* [What to do]
If anything in the data looks odd, keep it anyway and write the whole listing out unchanged.
═════ Exercise materials ═════
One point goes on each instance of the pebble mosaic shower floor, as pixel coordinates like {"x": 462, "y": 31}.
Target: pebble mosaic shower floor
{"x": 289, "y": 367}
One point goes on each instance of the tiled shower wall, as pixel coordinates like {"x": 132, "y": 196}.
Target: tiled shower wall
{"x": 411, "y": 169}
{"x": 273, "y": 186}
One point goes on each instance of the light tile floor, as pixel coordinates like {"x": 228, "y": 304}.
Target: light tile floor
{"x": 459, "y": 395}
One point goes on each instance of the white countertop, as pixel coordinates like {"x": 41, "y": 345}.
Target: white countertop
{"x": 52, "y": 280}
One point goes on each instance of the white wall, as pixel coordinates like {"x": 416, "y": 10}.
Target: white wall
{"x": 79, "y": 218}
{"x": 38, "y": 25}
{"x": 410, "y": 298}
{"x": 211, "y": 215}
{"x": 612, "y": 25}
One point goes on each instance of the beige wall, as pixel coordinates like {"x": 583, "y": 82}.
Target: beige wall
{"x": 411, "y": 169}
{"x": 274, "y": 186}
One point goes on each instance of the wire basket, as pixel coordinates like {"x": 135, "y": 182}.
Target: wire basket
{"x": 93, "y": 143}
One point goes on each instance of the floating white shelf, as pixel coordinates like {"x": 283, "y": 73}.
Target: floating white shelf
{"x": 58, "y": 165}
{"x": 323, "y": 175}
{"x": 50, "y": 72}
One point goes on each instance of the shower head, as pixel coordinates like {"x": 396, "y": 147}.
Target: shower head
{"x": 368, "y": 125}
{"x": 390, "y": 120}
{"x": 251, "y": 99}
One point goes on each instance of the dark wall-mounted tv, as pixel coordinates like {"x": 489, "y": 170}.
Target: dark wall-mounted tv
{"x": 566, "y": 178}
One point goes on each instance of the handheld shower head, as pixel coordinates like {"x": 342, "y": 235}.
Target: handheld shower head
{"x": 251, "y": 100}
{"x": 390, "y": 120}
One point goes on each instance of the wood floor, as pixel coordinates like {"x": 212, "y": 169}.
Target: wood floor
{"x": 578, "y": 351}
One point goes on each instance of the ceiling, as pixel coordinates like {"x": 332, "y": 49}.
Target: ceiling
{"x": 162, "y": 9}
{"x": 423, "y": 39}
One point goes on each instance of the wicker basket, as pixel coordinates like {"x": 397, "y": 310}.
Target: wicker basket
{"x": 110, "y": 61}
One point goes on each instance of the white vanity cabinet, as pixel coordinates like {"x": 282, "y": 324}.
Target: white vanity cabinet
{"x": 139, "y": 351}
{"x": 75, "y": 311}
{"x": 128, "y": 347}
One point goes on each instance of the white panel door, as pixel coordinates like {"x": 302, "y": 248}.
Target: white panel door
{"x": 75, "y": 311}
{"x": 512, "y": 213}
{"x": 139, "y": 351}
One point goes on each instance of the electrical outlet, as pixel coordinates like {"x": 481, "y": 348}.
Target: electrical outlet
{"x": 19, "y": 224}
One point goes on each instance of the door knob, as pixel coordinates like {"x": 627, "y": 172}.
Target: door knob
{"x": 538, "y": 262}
═════
* [Expected answer]
One point goes on each instance of the pebble mosaic shower floor, as pixel coordinates like {"x": 462, "y": 31}.
Target: pebble mosaic shower floor
{"x": 289, "y": 367}
One point goes on each instance of the tiled shower wall, as pixel coordinates like {"x": 132, "y": 196}.
Target: tiled shower wall
{"x": 411, "y": 169}
{"x": 273, "y": 186}
One point goes on each instance of the light tile floor, as pixel coordinates like {"x": 228, "y": 304}.
Target: light tile floor
{"x": 459, "y": 395}
One point goes on each instance of the white countertop, as pixel coordinates like {"x": 41, "y": 345}.
Target: white countertop
{"x": 52, "y": 280}
One point goes on each instance of the white wall, as pixel coordinates like {"x": 416, "y": 10}.
Target: white wall
{"x": 79, "y": 218}
{"x": 38, "y": 25}
{"x": 410, "y": 298}
{"x": 211, "y": 215}
{"x": 612, "y": 25}
One point goes on each instance of the beige wall, as pixel coordinates like {"x": 583, "y": 82}.
Target: beige wall
{"x": 411, "y": 169}
{"x": 274, "y": 186}
One point goes on each instance of the wire basket, as pixel coordinates like {"x": 135, "y": 182}.
Target: wire basket
{"x": 93, "y": 143}
One point goes on each instance of the floating white shelf, as pixel coordinates like {"x": 283, "y": 73}.
Target: floating white shelf
{"x": 58, "y": 165}
{"x": 323, "y": 175}
{"x": 50, "y": 72}
One point goes on each instance of the shower head, as pixel coordinates like {"x": 396, "y": 147}.
Target: shower head
{"x": 368, "y": 125}
{"x": 390, "y": 120}
{"x": 251, "y": 99}
One point goes on each instance of the dark wall-mounted tv, as pixel coordinates like {"x": 489, "y": 170}.
Target: dark wall-mounted tv
{"x": 566, "y": 178}
One point goes on each instance of the handheld shower head, as pixel coordinates like {"x": 342, "y": 235}.
Target: handheld shower head
{"x": 251, "y": 100}
{"x": 390, "y": 120}
One point goes on each instance of the wood floor, as pixel coordinates like {"x": 212, "y": 169}.
Target: wood floor
{"x": 578, "y": 351}
One point goes on each instance of the ceiling, as pixel coordinates like {"x": 332, "y": 49}.
Target: ceiling
{"x": 162, "y": 9}
{"x": 423, "y": 39}
One point goes on each instance of the wicker basket, as pixel coordinates like {"x": 397, "y": 310}.
Target: wicker basket
{"x": 110, "y": 61}
One point goes on each instance of the white vanity cabinet, as pixel coordinates like {"x": 282, "y": 324}.
Target: white vanity cabinet
{"x": 139, "y": 351}
{"x": 75, "y": 311}
{"x": 128, "y": 347}
One point goes on each instance of the white panel door, as pixel coordinates like {"x": 302, "y": 248}.
Target: white panel door
{"x": 75, "y": 311}
{"x": 512, "y": 213}
{"x": 139, "y": 351}
One point goes on each instance of the electrical outlet, as pixel coordinates like {"x": 481, "y": 348}.
Target: electrical outlet
{"x": 19, "y": 224}
One point goes on each instance of the door knob, as pixel coordinates like {"x": 627, "y": 172}.
Target: door knob
{"x": 538, "y": 262}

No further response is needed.